---------- Data for review
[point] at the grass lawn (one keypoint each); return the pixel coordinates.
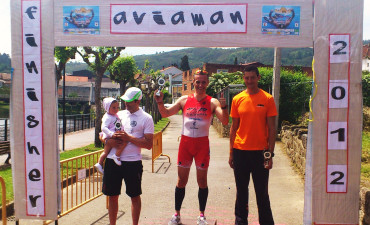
(6, 174)
(4, 110)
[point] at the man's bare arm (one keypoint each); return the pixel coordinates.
(234, 127)
(144, 142)
(271, 132)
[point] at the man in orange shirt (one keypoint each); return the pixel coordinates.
(252, 143)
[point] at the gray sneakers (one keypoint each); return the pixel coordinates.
(116, 159)
(175, 220)
(202, 220)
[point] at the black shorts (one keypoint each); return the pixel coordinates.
(131, 172)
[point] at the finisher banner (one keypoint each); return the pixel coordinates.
(178, 18)
(32, 77)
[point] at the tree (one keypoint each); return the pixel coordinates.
(62, 56)
(184, 65)
(5, 63)
(102, 58)
(123, 71)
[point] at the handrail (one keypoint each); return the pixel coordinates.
(3, 202)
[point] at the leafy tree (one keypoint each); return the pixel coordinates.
(295, 91)
(101, 58)
(219, 81)
(5, 63)
(184, 65)
(62, 56)
(123, 71)
(366, 88)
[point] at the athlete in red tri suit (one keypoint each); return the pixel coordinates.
(198, 109)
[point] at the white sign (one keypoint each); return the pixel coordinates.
(32, 98)
(181, 18)
(337, 135)
(339, 48)
(338, 93)
(336, 181)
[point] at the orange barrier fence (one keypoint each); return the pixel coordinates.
(157, 149)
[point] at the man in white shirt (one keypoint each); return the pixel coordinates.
(138, 131)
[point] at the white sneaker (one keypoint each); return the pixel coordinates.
(99, 168)
(116, 160)
(202, 220)
(175, 220)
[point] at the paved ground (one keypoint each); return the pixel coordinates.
(286, 187)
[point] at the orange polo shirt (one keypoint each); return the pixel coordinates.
(252, 110)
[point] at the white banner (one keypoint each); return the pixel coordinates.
(339, 48)
(336, 179)
(181, 18)
(32, 98)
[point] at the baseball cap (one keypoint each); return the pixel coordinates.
(107, 102)
(132, 94)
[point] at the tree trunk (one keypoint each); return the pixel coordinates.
(98, 108)
(122, 89)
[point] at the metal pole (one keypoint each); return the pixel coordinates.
(64, 107)
(276, 80)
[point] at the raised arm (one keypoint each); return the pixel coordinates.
(144, 142)
(172, 110)
(271, 132)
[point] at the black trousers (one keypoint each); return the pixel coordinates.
(246, 163)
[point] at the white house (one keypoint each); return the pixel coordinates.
(170, 72)
(366, 57)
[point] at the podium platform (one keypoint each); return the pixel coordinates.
(186, 221)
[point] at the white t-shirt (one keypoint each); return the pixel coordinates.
(136, 124)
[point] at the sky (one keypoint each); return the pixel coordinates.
(5, 40)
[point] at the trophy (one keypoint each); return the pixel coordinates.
(161, 82)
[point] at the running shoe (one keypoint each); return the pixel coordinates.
(202, 220)
(175, 220)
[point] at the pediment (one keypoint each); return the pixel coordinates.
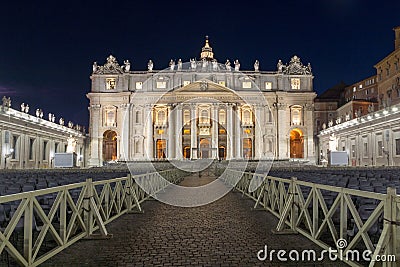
(203, 86)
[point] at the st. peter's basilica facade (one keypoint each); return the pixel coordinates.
(201, 109)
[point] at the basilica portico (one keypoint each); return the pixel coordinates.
(201, 109)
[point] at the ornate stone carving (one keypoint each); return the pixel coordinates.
(150, 65)
(171, 64)
(127, 65)
(237, 65)
(203, 86)
(296, 67)
(256, 66)
(228, 65)
(193, 64)
(111, 67)
(180, 64)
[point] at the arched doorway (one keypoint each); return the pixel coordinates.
(204, 148)
(296, 143)
(109, 145)
(161, 146)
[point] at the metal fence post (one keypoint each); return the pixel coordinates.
(88, 213)
(295, 203)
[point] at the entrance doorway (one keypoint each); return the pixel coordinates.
(205, 148)
(296, 143)
(109, 145)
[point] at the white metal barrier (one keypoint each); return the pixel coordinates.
(301, 208)
(73, 212)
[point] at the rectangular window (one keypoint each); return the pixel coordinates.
(380, 148)
(14, 146)
(397, 147)
(161, 85)
(44, 152)
(295, 83)
(111, 83)
(246, 85)
(139, 85)
(365, 149)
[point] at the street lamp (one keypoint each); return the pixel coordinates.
(6, 156)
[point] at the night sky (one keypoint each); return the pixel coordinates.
(47, 48)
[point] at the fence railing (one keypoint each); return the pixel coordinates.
(65, 214)
(328, 214)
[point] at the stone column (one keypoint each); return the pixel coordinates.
(229, 132)
(193, 131)
(178, 132)
(123, 123)
(258, 142)
(171, 139)
(238, 133)
(149, 133)
(214, 131)
(95, 136)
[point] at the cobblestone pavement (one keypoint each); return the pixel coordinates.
(224, 233)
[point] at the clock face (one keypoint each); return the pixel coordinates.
--------------------
- _What the task requires_:
Locate the line that contains "[point] at the entrance", then please quote it and every line after it to the end of the entries above, exactly and with nothing else.

- _Task result_:
[point] at the entrance doorway (one keypoint each); return the pixel coordinates.
(205, 148)
(296, 143)
(109, 145)
[point] at the white metal barrier (one keypoint each); return the pixel coordinates.
(301, 208)
(73, 212)
[point] at the rectangular window (one keypoint each); return the pixel coordinates.
(380, 148)
(14, 146)
(397, 147)
(161, 85)
(44, 152)
(295, 83)
(111, 83)
(246, 85)
(139, 85)
(365, 149)
[point] at the street lamp (one keypoint each); return the pixel coordinates.
(6, 156)
[point] at the night sky (one keypoint each); return the pixel coordinates.
(47, 48)
[point] at the fence railing (one keypoint each); return the pixel coordinates.
(65, 214)
(328, 214)
[point] at the stone column (one keypoint each); return the pixel coordinates.
(229, 132)
(193, 131)
(178, 132)
(123, 123)
(258, 142)
(171, 139)
(238, 133)
(149, 133)
(214, 131)
(95, 136)
[point] at the cobblestone pavement (one keypoint each); return the pixel coordinates.
(224, 233)
[point] at the clock face (one keypoint each); return the pixel coordinates.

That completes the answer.